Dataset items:
■ ■ ■ ■ ■

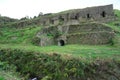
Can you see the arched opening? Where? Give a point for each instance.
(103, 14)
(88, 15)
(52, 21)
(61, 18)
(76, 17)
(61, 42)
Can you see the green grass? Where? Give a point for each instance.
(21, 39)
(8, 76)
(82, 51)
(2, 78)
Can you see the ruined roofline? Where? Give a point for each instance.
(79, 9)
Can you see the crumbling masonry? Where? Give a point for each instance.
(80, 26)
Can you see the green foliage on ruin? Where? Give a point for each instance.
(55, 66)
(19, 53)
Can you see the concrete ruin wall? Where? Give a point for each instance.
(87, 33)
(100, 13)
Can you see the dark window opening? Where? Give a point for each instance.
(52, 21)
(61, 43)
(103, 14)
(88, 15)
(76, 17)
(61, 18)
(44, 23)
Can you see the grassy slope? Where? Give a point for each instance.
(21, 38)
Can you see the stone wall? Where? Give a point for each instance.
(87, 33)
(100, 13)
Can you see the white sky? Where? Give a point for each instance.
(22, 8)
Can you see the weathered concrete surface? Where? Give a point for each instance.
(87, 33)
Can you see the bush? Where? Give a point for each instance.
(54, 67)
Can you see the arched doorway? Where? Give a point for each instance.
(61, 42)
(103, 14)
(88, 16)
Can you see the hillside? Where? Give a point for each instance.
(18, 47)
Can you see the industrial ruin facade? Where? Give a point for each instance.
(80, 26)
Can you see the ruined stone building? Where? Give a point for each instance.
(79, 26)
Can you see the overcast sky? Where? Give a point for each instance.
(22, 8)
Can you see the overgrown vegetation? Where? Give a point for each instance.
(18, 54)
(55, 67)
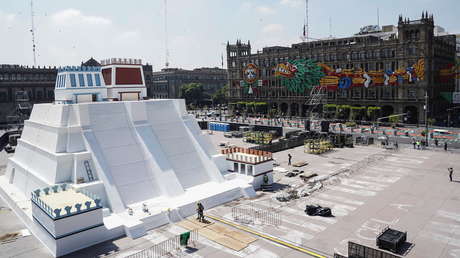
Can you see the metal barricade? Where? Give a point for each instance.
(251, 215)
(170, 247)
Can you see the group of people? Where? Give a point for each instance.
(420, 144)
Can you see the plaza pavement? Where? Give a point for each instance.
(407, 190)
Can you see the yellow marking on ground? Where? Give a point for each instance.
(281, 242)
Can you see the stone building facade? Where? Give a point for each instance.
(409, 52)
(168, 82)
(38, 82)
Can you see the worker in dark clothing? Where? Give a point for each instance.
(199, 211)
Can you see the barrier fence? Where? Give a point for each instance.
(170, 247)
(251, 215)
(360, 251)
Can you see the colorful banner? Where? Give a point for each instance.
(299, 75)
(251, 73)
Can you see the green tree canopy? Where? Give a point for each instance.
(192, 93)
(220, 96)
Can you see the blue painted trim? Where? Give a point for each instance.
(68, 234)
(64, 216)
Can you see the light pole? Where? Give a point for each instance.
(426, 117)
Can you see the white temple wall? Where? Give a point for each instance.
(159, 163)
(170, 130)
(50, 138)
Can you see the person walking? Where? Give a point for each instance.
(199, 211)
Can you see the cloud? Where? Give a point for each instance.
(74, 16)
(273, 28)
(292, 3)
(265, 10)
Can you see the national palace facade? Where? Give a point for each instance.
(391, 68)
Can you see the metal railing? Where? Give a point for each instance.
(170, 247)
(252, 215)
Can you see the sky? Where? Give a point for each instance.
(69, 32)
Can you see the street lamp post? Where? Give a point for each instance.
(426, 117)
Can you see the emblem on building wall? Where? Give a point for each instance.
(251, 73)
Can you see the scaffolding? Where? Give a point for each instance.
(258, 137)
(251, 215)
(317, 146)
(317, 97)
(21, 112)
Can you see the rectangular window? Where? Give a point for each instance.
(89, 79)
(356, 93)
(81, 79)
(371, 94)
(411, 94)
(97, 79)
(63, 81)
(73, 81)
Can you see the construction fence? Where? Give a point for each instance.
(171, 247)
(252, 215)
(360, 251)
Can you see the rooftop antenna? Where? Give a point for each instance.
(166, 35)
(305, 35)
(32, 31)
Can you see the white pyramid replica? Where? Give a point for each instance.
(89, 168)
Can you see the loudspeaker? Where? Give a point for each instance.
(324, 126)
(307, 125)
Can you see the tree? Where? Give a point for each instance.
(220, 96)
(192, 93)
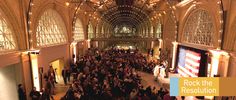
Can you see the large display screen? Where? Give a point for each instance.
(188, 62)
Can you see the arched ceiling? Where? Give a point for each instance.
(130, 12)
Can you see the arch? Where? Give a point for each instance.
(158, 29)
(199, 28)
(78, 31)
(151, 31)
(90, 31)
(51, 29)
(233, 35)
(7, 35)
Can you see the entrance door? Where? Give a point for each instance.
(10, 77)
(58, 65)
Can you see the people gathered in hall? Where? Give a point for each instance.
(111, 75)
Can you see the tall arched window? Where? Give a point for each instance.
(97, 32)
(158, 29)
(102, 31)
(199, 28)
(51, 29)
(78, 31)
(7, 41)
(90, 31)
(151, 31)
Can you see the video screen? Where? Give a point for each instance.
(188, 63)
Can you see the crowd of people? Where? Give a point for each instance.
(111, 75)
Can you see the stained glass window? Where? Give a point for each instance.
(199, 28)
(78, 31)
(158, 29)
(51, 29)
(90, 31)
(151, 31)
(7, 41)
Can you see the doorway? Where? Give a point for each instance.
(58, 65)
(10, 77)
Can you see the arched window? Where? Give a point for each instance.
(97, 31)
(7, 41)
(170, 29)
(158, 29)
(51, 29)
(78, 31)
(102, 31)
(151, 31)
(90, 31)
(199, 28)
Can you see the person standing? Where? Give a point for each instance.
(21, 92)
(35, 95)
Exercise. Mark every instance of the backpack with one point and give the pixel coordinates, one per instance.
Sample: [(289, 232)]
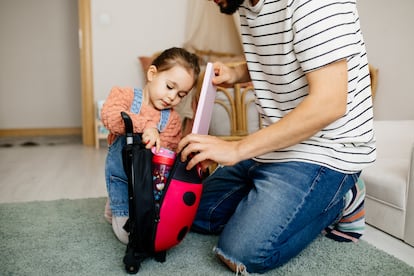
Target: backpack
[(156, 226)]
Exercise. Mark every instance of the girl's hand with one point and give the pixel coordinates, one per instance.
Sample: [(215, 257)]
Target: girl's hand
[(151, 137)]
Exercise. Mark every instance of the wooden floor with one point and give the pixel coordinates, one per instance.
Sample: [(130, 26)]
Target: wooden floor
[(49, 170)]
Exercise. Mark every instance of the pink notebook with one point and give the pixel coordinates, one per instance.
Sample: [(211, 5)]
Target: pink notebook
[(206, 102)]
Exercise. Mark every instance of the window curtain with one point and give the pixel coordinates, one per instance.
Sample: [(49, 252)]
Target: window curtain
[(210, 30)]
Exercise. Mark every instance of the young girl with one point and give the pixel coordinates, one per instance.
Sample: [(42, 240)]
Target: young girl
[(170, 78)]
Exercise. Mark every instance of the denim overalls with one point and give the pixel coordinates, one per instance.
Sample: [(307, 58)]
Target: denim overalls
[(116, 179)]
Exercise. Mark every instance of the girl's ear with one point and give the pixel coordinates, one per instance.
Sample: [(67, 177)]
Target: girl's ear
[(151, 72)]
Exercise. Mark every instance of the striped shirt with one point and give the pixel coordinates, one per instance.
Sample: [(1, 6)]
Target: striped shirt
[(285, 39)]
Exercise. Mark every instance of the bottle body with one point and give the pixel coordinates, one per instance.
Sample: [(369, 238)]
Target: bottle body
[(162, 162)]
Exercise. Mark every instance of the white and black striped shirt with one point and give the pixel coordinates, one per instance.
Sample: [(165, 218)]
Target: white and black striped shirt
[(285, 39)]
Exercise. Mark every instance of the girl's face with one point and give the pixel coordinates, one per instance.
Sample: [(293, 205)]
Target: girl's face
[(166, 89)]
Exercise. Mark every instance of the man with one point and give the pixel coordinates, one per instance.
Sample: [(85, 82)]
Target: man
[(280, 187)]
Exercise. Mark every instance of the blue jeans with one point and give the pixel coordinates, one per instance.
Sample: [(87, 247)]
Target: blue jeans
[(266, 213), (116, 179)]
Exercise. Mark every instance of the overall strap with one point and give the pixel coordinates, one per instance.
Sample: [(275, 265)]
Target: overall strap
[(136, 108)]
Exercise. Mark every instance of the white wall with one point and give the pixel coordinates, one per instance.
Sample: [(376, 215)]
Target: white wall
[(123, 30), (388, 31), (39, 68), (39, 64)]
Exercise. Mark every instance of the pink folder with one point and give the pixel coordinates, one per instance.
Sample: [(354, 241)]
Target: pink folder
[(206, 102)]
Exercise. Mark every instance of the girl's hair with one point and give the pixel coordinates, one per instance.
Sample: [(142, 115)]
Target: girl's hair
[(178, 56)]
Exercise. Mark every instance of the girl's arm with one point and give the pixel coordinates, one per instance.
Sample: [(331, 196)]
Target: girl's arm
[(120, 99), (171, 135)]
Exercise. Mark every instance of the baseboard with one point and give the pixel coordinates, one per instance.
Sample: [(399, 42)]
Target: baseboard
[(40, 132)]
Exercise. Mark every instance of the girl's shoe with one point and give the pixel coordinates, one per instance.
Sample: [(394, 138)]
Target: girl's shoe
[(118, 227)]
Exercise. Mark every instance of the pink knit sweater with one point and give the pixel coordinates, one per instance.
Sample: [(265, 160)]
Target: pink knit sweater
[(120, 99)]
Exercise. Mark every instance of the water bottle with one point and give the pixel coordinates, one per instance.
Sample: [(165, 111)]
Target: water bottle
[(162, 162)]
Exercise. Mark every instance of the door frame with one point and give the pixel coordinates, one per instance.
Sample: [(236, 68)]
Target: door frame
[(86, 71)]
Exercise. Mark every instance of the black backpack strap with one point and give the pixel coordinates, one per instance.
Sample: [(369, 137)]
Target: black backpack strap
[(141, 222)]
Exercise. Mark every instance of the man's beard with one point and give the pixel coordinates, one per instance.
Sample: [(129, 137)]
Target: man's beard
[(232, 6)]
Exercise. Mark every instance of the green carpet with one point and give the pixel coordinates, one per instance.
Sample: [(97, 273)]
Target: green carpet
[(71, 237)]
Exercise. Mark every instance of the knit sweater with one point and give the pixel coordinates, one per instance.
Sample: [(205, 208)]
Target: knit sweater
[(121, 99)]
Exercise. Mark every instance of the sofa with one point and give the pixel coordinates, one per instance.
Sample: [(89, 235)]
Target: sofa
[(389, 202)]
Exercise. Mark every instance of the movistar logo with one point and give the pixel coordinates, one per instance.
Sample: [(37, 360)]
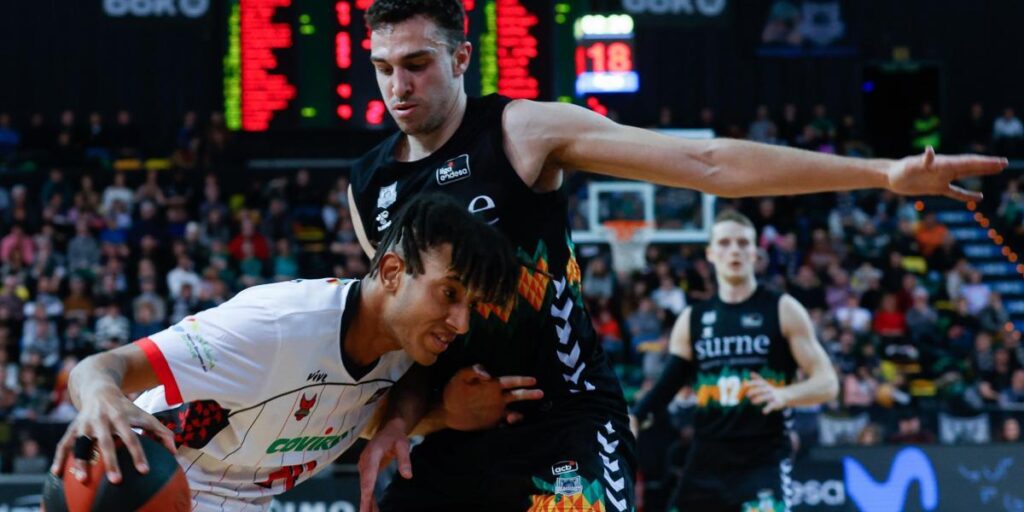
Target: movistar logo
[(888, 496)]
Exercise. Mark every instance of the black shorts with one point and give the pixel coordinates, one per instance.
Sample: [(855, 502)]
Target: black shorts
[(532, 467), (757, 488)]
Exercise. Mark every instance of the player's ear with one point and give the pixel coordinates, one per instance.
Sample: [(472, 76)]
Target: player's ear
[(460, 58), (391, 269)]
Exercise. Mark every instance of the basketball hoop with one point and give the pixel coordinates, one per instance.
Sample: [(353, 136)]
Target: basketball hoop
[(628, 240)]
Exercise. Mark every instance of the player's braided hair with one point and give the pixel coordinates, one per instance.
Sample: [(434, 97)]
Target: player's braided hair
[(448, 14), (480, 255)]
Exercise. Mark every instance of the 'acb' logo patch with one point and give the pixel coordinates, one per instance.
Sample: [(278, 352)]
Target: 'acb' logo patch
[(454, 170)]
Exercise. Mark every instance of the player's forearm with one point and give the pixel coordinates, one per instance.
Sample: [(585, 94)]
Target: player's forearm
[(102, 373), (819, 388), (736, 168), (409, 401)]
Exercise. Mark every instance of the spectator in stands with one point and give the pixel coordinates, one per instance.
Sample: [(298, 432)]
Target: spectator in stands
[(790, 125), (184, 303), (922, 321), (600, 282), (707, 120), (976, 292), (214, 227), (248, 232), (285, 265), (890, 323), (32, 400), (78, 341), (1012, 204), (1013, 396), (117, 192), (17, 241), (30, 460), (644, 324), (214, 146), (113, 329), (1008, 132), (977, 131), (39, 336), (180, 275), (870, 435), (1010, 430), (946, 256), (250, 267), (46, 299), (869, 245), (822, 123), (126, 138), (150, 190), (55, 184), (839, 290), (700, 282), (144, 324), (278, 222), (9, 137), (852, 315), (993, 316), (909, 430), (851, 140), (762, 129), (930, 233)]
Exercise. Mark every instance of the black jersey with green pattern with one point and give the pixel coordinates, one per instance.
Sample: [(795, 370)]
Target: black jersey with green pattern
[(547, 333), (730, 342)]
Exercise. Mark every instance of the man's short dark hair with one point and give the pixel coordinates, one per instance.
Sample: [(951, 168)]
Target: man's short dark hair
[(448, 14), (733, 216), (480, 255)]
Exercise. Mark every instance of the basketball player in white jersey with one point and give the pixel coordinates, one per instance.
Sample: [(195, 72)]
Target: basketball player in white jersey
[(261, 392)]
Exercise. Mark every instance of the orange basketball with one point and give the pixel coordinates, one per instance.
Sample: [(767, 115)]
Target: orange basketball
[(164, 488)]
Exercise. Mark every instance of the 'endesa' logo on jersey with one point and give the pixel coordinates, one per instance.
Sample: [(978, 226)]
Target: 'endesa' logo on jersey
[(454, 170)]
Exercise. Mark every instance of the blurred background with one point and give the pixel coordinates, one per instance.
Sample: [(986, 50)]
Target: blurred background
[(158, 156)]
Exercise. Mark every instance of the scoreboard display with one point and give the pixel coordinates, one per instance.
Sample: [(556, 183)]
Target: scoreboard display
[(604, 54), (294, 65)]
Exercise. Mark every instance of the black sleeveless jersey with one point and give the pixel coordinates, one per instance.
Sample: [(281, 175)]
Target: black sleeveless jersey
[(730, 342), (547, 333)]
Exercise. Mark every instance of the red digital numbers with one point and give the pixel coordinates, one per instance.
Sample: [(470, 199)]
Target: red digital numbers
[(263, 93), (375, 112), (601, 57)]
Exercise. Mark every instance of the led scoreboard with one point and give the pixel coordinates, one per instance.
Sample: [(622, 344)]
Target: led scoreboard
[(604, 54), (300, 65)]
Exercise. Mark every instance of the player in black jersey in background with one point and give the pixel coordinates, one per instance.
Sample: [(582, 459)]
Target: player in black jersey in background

■ ■ ■ ■ ■

**TASK STATEMENT**
Write out only the lines that run from the line containing "Exercise. Mark every instance of the player's ear" through the line containing "Sample: [(195, 72)]", both included, exactly as they appear above.

**REPLY TO THE EXERCISE**
Exercise. Mark every instance of the player's ear with one point and give the pixel coordinates, one per instance.
Sample: [(472, 76)]
Target: player's ear
[(460, 58), (391, 269)]
Exercise. Mark every instance of the basketball hoop with one point and give the pixel coordinates, one per instance.
Sample: [(353, 136)]
Target: basketball hoop
[(628, 240)]
Exercise. Mark every instance of the player's braided hair with one point and give the pixel coordinates, one per instance.
Sample: [(434, 97)]
Target: player's braided hair
[(448, 14), (480, 255)]
Exercise. Mark every instance of the 'acb' logo patch with one point and give the pixel coordinates, one per instance.
Sample: [(278, 352)]
Target: 'acb' logo patch
[(454, 170)]
Exercise. Mark every instance of the player's forearm with one point and give the pixel coordinates, one per instance.
Sample: [(585, 94)]
Target: player's forearm
[(102, 373), (819, 388), (736, 168), (409, 401)]
Exercise. Mark every instance of the spectator in stands with one point and give the pixel coordinates, one per instance.
Sample: [(298, 432)]
Target: spectator in stands
[(790, 125), (184, 303), (922, 321), (600, 282), (707, 120), (976, 292), (214, 227), (248, 232), (285, 265), (890, 323), (32, 400), (78, 341), (1012, 204), (1013, 396), (117, 192), (17, 241), (30, 460), (644, 324), (214, 146), (113, 329), (1008, 132), (977, 131), (39, 336), (180, 275), (870, 435), (1010, 430), (946, 256), (250, 267), (46, 299), (869, 245), (822, 123), (126, 138), (150, 190), (55, 184), (839, 290), (700, 282), (144, 324), (278, 222), (9, 137), (852, 315), (993, 316), (909, 430), (851, 140), (762, 129), (930, 233)]
Exercise. Mark every instance of the black jersey with green pattern with one point and give the pixel coordinates, one per instance.
Sample: [(795, 370)]
Target: black jersey with green pattern
[(547, 333), (730, 342)]
Exercise. Mark every instance of the man's short dark hair with one point and give the pixel coordinates, one per instance.
Sample: [(951, 168)]
Target: man's short dark hair
[(448, 14), (733, 216), (480, 255)]
Exercise. Mark every instance of the basketball player in white jersey with one point and give the pixel coordinates, one per instance.
Sample: [(195, 72)]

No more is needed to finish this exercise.